* _Data extract_
□ □ □
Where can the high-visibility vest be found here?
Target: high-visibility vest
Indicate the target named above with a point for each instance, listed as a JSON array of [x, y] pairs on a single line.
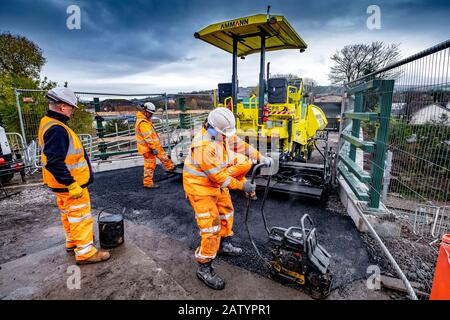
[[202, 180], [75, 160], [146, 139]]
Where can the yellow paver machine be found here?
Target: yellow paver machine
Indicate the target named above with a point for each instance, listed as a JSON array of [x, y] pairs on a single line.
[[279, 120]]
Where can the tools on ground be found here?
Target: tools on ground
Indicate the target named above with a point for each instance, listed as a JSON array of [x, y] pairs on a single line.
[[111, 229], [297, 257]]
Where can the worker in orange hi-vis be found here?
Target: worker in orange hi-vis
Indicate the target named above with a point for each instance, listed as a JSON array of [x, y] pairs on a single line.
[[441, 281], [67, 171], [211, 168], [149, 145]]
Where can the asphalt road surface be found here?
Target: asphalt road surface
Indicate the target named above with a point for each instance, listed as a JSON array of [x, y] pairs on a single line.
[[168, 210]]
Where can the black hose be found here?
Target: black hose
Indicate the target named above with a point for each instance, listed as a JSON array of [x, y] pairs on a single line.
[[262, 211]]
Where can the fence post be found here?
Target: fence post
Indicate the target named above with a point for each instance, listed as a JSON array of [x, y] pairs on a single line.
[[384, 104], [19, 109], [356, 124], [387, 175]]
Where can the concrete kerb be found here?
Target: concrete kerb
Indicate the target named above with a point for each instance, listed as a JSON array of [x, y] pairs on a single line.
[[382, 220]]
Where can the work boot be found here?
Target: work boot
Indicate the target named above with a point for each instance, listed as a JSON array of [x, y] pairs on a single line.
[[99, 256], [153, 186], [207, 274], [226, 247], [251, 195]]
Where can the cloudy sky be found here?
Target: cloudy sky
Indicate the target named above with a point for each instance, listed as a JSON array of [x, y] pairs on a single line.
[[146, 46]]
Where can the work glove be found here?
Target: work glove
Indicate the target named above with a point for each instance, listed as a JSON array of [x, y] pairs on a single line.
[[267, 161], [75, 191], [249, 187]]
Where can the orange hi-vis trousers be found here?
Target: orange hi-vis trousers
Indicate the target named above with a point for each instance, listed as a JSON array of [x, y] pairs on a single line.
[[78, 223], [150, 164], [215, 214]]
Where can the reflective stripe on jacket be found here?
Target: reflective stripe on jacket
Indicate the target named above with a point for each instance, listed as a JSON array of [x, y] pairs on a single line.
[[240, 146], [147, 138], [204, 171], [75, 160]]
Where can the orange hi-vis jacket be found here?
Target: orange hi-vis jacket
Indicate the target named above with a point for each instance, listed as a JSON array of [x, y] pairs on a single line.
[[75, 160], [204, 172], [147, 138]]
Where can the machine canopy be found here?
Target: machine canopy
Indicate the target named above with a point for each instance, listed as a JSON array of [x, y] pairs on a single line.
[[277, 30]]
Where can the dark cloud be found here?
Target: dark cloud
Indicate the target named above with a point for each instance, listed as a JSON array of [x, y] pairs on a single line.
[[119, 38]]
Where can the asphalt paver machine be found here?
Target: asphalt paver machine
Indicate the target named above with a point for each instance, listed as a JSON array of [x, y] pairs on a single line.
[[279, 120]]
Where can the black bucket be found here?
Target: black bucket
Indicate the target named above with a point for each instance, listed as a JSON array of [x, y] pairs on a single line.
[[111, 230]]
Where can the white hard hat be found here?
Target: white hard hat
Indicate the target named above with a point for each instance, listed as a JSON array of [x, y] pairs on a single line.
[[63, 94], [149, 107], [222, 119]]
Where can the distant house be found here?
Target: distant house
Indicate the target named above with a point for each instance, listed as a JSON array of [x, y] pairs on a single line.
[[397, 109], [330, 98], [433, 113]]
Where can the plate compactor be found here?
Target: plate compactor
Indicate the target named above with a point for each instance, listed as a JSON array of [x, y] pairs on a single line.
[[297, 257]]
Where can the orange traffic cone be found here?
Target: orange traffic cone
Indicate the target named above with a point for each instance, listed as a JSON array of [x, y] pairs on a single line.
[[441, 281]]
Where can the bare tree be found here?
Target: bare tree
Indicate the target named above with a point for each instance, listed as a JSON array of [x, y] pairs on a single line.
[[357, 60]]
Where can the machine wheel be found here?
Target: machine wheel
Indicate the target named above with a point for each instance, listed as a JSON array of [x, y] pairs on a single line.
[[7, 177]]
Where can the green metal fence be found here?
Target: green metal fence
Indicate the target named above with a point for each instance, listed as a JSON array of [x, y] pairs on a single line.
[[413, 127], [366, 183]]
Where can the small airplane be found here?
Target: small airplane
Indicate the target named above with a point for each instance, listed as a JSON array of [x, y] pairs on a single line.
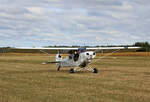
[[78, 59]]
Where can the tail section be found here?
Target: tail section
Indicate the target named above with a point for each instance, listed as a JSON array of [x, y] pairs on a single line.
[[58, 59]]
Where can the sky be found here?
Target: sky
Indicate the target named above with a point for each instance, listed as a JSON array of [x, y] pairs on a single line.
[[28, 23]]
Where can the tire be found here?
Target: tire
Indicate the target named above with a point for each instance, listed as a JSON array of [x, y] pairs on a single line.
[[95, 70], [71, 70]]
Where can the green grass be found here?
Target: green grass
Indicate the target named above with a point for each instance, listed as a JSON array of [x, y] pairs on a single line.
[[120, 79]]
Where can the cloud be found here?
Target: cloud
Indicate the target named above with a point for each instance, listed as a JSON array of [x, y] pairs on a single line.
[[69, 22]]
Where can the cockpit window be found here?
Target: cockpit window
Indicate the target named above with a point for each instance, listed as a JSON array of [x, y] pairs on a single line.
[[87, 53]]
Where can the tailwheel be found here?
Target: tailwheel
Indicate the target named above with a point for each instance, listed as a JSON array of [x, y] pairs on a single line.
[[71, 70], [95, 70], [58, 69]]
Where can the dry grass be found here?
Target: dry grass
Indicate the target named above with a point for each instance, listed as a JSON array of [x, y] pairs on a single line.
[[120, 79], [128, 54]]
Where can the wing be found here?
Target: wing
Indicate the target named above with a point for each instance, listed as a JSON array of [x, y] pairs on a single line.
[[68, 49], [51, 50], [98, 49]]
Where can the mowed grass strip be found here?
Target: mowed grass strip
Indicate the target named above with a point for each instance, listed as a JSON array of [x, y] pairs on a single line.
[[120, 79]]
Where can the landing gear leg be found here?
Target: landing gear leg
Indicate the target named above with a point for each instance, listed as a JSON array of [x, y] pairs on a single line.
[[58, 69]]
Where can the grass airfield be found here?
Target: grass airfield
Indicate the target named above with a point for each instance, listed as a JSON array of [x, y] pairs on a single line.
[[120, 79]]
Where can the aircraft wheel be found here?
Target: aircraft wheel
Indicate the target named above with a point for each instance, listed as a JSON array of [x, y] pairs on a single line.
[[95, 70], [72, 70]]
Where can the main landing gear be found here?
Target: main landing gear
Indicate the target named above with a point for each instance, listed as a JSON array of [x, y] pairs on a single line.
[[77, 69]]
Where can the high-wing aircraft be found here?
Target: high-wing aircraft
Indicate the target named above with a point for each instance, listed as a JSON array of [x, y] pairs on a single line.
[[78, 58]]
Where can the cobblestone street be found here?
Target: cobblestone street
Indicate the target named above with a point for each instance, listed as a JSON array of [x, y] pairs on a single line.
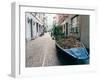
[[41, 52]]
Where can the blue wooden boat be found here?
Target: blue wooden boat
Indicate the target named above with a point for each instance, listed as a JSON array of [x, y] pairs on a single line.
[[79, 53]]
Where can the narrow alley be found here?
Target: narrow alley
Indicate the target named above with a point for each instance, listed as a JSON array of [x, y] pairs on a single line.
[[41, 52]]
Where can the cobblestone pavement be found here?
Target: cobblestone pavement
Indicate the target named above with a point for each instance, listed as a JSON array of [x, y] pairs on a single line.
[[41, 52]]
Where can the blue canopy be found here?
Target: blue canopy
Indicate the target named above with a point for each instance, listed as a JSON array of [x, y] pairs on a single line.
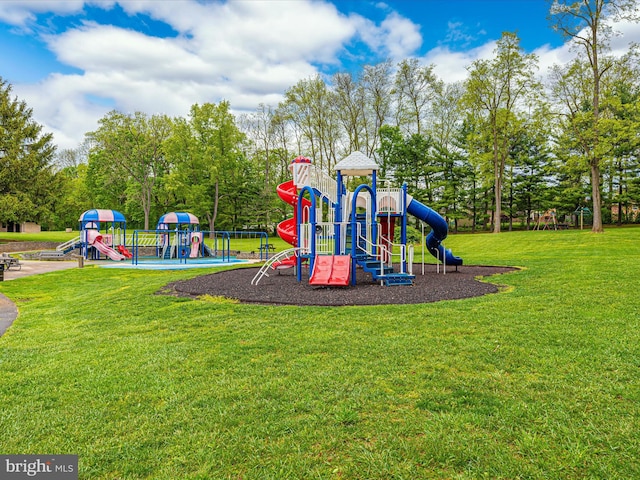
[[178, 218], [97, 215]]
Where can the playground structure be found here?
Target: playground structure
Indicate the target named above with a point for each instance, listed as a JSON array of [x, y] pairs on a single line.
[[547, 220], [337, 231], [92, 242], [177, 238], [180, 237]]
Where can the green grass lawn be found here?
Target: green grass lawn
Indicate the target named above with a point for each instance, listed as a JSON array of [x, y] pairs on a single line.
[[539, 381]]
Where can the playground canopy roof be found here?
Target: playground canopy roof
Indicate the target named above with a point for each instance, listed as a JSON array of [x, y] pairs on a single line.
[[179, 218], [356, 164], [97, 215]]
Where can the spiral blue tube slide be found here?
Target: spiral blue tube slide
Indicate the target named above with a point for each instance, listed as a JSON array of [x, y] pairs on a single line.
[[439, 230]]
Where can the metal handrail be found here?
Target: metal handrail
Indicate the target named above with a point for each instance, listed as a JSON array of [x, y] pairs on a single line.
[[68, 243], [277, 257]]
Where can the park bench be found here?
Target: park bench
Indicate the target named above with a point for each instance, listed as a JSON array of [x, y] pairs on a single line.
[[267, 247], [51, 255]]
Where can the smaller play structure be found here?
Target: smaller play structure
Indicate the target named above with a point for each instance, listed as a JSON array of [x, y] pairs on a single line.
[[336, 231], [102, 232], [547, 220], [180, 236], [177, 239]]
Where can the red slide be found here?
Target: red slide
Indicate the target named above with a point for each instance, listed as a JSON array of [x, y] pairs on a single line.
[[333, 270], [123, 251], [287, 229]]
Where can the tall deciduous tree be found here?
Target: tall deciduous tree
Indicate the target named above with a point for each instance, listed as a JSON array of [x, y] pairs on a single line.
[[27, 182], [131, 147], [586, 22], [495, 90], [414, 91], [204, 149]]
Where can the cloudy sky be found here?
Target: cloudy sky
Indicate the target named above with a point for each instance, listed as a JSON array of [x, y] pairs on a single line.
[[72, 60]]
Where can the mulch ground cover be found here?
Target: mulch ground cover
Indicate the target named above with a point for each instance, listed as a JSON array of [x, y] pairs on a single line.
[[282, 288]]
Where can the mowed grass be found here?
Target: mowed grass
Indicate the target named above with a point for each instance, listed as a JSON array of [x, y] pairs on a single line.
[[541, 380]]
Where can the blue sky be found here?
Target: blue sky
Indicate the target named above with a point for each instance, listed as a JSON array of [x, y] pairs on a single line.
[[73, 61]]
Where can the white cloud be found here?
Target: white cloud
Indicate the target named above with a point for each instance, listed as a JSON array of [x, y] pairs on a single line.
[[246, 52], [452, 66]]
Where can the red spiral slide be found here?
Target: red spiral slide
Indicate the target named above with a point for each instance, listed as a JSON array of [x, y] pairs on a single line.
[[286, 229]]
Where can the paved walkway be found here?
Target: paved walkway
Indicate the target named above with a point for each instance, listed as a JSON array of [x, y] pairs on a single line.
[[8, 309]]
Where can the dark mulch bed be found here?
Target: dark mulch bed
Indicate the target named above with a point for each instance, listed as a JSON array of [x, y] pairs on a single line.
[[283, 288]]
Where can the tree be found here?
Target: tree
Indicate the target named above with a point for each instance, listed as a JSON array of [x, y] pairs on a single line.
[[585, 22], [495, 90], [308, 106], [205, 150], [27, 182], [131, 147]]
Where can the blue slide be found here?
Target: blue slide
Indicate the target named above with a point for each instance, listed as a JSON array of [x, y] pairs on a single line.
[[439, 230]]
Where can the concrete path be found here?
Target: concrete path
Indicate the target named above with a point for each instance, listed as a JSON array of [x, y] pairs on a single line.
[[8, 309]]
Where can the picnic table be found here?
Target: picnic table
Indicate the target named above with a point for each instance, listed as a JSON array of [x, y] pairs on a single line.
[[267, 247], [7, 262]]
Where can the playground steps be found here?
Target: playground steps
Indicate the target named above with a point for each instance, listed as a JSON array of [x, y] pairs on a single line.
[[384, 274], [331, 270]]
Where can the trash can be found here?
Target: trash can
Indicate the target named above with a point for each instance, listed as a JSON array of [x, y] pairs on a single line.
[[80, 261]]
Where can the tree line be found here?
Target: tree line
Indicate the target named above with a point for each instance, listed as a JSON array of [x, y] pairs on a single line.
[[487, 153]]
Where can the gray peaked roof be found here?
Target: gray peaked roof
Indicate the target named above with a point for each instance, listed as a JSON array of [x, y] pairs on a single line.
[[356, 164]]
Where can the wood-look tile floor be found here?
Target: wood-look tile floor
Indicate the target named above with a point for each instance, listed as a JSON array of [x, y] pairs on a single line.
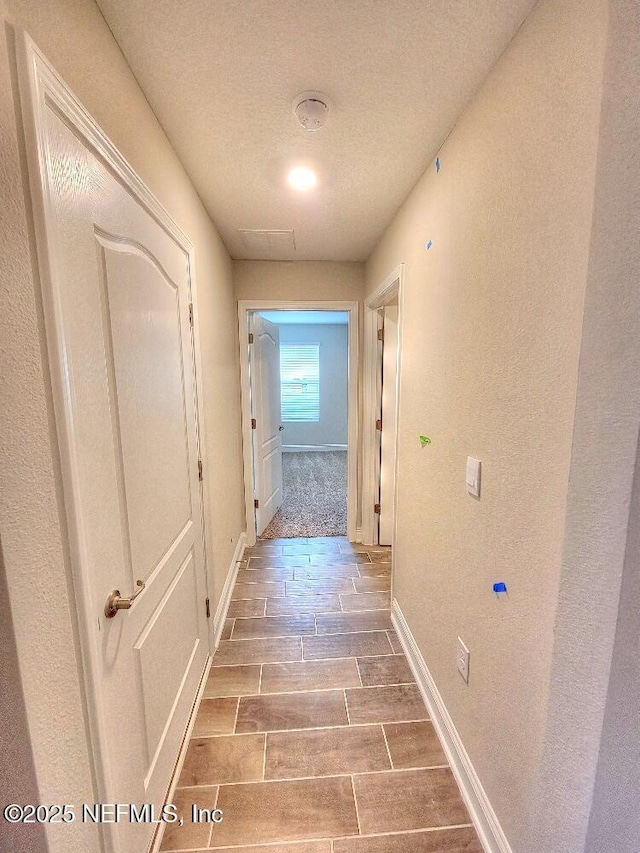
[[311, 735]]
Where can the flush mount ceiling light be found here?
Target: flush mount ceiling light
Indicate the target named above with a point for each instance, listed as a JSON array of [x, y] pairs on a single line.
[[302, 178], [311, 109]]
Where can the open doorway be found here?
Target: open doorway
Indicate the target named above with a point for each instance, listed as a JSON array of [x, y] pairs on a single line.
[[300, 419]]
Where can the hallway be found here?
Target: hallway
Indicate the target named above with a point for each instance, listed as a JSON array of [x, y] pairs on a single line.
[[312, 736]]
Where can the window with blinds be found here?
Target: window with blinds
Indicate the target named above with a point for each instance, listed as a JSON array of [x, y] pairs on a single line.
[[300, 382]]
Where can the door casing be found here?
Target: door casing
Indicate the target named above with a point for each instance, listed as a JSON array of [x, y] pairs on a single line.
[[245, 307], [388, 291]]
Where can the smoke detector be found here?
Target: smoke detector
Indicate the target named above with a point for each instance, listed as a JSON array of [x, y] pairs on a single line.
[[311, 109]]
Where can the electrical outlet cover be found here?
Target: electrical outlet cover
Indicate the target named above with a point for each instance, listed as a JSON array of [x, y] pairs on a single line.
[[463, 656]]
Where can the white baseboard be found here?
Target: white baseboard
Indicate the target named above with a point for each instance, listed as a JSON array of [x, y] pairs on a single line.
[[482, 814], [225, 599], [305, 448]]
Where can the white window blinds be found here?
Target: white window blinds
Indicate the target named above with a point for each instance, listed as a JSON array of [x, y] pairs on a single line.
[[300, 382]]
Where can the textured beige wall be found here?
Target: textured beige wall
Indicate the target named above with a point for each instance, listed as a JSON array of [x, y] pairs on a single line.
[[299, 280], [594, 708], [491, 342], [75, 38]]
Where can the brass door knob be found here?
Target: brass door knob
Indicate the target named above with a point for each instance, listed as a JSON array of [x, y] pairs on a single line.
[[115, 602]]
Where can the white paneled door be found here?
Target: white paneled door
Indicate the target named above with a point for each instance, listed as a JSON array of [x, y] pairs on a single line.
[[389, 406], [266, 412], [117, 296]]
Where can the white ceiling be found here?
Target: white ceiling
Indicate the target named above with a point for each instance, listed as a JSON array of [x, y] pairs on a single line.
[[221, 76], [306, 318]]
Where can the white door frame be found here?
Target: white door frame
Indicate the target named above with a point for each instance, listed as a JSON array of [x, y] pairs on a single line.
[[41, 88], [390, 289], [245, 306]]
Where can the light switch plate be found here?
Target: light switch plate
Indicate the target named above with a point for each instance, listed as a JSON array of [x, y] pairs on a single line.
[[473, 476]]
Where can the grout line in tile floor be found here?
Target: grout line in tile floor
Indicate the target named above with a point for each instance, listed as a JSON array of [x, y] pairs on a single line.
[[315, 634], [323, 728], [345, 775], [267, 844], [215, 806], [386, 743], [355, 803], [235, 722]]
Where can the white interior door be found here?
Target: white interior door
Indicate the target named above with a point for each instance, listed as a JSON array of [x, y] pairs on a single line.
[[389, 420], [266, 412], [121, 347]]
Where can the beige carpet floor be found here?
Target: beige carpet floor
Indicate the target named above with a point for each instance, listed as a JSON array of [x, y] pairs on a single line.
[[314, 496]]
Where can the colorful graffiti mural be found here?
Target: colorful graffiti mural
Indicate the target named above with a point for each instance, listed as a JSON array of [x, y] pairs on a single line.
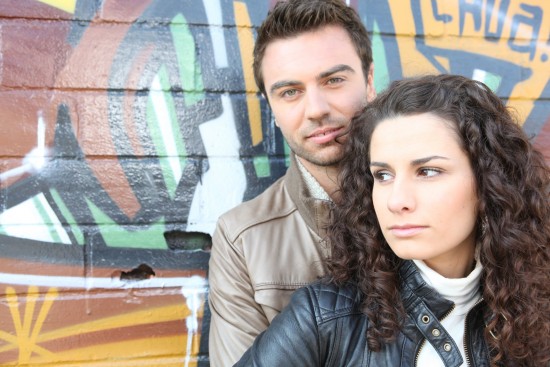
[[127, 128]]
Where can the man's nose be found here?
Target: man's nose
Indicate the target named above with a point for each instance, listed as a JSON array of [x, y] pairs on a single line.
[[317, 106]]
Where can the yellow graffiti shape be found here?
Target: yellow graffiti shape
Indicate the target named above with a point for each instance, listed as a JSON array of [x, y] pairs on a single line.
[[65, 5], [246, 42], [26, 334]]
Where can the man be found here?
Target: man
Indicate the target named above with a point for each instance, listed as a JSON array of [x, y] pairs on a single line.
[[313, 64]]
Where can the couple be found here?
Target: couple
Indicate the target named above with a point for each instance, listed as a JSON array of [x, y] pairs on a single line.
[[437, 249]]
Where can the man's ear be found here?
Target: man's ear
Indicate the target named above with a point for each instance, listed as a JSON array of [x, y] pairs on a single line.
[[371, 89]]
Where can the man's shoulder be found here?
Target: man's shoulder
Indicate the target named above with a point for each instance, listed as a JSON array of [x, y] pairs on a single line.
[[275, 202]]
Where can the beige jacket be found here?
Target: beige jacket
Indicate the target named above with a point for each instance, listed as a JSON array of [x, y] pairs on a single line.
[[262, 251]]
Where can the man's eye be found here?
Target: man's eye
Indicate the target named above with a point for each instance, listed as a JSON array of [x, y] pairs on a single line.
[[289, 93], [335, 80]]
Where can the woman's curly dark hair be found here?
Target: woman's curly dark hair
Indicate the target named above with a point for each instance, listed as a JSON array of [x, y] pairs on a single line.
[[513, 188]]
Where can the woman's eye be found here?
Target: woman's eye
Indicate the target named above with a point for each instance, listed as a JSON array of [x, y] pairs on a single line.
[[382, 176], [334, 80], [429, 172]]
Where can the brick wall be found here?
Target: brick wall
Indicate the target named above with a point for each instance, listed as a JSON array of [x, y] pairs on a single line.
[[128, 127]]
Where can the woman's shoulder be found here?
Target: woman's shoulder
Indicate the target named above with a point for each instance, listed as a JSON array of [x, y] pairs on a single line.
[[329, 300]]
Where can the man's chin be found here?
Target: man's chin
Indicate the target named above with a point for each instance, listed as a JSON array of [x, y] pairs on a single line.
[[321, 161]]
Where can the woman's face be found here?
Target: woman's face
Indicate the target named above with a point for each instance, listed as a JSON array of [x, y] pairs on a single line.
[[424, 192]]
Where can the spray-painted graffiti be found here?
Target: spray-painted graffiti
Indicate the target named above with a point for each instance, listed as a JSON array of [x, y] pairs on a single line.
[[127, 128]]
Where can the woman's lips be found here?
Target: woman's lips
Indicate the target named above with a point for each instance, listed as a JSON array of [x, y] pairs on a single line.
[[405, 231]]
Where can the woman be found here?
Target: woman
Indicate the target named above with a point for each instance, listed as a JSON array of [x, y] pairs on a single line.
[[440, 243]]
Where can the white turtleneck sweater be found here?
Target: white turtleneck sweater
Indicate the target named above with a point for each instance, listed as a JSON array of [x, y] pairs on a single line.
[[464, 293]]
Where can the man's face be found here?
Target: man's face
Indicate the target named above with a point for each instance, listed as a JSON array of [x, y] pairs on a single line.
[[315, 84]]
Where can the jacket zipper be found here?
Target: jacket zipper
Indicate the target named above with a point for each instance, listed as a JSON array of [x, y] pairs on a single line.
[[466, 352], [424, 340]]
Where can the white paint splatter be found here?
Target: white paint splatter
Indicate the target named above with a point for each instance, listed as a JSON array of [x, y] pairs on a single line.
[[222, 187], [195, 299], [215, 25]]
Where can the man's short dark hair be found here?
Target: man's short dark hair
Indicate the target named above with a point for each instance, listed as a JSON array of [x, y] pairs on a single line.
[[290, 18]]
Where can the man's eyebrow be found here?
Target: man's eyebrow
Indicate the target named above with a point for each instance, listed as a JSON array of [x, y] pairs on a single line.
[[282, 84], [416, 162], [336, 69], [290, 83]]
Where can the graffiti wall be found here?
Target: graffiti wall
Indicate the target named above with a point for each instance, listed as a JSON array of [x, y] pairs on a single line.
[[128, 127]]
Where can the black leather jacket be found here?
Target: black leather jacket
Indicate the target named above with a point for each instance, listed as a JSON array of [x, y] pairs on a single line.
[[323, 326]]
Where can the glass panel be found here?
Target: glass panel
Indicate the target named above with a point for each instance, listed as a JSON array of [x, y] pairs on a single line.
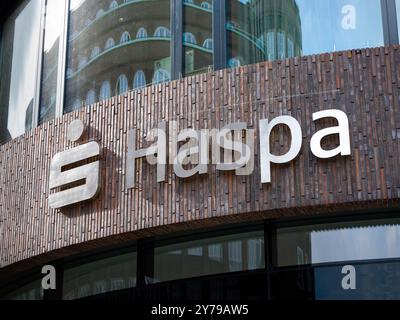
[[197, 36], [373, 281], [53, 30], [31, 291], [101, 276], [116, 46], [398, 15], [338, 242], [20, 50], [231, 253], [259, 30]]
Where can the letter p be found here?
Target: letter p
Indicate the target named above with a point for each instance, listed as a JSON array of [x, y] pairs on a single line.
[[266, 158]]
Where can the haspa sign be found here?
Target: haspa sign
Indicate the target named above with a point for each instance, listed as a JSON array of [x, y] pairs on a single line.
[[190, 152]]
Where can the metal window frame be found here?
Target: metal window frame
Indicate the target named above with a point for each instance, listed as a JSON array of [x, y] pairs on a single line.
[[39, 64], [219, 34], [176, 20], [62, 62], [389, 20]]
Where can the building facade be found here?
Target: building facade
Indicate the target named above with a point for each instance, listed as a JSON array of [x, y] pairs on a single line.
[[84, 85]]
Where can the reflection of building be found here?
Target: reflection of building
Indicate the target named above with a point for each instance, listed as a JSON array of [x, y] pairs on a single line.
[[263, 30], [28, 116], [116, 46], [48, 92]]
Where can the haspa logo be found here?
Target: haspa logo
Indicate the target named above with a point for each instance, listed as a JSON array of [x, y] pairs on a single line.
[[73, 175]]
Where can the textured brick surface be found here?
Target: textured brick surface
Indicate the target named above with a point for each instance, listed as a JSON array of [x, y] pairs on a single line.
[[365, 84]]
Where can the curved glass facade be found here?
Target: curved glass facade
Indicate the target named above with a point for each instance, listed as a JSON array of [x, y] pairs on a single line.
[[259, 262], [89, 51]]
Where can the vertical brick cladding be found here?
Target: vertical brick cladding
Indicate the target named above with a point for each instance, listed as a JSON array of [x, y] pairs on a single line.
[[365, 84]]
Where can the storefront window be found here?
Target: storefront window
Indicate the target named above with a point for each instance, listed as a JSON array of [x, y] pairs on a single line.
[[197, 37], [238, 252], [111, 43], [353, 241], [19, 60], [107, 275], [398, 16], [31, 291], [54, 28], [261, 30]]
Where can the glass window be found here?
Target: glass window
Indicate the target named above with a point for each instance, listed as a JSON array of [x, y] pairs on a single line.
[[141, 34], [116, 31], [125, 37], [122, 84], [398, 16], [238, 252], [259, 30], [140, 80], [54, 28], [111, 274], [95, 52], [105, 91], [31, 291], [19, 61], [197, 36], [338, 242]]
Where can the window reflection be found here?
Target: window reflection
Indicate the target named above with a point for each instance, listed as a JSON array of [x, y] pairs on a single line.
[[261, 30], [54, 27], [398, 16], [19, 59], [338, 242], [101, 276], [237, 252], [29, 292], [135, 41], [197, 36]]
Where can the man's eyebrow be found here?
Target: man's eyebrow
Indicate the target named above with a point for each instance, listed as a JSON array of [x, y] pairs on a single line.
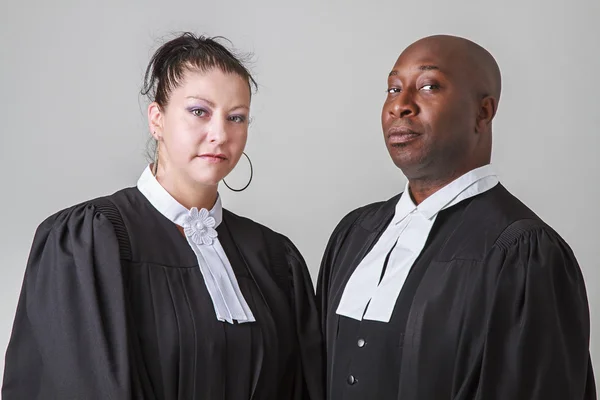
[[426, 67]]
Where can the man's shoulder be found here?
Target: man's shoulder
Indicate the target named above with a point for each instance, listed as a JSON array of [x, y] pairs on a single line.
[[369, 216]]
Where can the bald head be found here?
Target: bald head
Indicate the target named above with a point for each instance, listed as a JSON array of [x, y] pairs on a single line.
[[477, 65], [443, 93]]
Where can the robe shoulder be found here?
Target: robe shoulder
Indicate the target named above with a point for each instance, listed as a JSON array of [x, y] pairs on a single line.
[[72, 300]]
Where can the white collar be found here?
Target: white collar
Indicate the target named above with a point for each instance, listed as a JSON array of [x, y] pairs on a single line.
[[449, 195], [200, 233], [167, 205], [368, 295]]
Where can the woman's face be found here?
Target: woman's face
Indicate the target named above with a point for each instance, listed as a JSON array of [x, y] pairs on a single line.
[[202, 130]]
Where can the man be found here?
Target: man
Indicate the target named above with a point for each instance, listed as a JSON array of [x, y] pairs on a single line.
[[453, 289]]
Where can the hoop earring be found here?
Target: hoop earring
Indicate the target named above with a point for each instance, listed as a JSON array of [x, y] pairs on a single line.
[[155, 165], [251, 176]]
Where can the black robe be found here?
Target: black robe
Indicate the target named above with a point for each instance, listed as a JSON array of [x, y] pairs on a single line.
□ □ □
* _Exercise_
The response should be the listing above, limited to the lines between the one holding "Target: reflective stripe on jacket" and the one holding "Target: orange hi-vis jacket", inclusive, reproduced exactly.

* _Answer_
Target: reflective stripe on jacket
Indicate the target named above with a point for each instance, listed as a JSON array of [x, y] pairs on a single line.
[[240, 146], [147, 138], [204, 171], [75, 160]]
Where can the orange hi-vis jacket be found here?
Target: orange hi-vis jacket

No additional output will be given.